*WORK REQUIRED*.
From the entries below, report only the number of lines that contain the word "white".

*DATA RECORDS*.
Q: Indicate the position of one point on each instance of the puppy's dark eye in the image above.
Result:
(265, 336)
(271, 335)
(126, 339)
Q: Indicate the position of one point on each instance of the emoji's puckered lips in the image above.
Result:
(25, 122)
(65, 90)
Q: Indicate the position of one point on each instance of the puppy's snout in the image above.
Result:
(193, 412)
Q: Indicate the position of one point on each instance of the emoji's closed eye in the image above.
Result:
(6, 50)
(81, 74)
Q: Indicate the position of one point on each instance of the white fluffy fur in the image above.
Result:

--

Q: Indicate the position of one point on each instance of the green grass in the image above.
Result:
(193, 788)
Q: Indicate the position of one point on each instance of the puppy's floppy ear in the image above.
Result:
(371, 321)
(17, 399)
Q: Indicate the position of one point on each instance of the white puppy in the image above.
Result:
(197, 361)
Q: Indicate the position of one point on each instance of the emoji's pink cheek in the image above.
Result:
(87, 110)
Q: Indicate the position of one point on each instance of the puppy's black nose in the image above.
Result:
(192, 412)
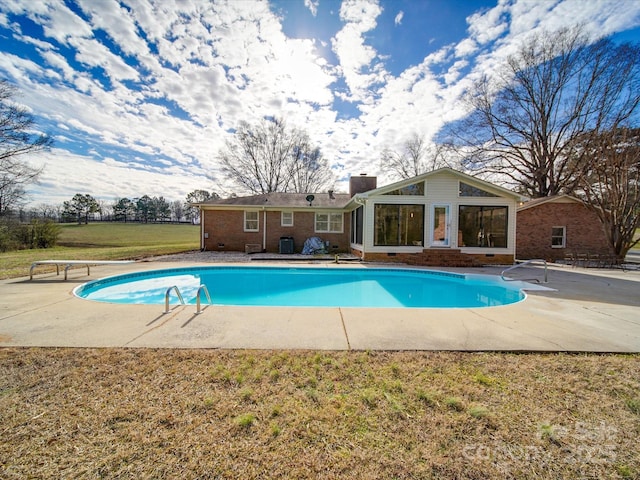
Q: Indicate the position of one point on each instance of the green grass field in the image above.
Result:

---

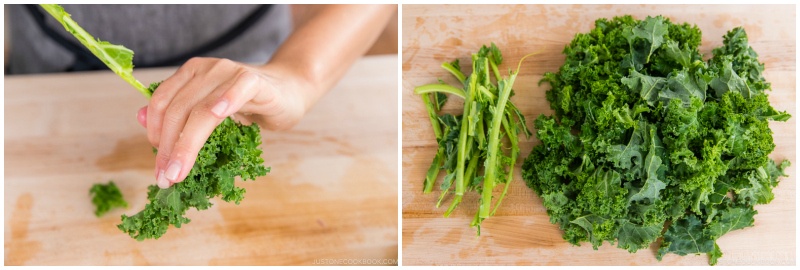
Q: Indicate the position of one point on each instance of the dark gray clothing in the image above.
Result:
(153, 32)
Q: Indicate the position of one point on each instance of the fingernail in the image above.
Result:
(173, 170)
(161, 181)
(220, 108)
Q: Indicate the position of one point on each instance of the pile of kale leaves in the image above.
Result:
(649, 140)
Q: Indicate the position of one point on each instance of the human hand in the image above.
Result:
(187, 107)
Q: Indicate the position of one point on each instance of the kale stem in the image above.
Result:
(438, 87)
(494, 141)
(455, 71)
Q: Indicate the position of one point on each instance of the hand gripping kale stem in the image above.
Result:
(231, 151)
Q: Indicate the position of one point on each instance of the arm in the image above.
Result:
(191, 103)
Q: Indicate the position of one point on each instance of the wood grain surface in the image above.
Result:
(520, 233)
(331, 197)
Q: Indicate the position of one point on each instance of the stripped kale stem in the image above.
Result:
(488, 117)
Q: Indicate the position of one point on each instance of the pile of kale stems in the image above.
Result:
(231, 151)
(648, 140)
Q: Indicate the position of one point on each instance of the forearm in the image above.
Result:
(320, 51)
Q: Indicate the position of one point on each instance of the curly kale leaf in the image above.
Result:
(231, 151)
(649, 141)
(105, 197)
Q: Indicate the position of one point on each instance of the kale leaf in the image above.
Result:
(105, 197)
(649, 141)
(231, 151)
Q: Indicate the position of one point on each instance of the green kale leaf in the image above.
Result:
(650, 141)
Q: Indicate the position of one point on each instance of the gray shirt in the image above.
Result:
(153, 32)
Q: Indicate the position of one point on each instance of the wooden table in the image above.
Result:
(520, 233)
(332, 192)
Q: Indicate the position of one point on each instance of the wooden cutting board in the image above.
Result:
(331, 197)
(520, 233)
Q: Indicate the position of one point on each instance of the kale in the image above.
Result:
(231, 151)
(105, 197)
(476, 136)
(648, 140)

*SOLVED PROBLEM*.
2